EXERCISE OBJECTIVE → Format the listing below as a JSON list of strings with one string per line and no blank lines. Include only the part that opens with the first line of the listing and closes with the line containing "point(220, 315)".
+ + + +
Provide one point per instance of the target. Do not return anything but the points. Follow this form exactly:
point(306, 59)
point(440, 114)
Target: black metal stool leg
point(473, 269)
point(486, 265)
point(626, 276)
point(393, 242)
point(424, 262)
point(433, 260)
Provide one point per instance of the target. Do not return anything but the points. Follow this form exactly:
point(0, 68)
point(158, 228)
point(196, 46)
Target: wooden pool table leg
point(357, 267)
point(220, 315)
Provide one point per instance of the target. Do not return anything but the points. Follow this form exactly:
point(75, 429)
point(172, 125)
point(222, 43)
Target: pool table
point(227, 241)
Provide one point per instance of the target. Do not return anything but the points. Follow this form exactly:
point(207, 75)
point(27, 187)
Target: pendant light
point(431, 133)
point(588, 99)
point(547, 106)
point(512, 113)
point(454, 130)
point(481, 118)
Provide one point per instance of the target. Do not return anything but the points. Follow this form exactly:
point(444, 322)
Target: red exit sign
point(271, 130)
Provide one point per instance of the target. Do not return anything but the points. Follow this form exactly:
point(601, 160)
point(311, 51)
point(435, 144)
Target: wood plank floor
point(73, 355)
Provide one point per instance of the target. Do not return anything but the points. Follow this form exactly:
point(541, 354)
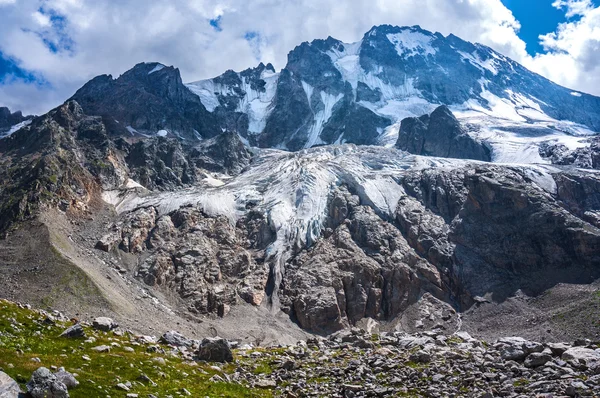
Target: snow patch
point(256, 104)
point(157, 68)
point(411, 43)
point(475, 60)
point(16, 128)
point(322, 117)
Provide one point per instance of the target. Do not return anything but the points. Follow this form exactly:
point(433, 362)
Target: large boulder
point(214, 349)
point(105, 324)
point(581, 355)
point(74, 331)
point(8, 387)
point(175, 339)
point(44, 384)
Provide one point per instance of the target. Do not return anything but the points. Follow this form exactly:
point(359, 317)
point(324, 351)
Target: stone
point(74, 331)
point(214, 349)
point(175, 339)
point(104, 324)
point(44, 384)
point(66, 378)
point(9, 388)
point(581, 355)
point(101, 348)
point(536, 359)
point(558, 348)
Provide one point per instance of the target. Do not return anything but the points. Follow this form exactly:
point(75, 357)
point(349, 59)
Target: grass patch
point(24, 337)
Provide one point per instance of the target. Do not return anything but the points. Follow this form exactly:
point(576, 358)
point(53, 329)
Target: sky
point(50, 48)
+ + + +
SOLUTION FOR THIS PROBLEM →
[
  "Provide one point per instance of the target. Do not return anything but the points. Follow this form exactly:",
  "point(306, 59)",
  "point(440, 114)",
  "Target: black metal stool leg",
  "point(473, 269)",
  "point(486, 265)",
  "point(626, 276)",
  "point(393, 242)",
  "point(424, 262)",
  "point(433, 260)",
  "Provide one point per instance of the target. Do not return anything but the points. Follow this form exactly:",
  "point(0, 68)",
  "point(158, 228)",
  "point(196, 46)",
  "Target: wooden pool table leg",
  "point(357, 267)",
  "point(220, 315)"
]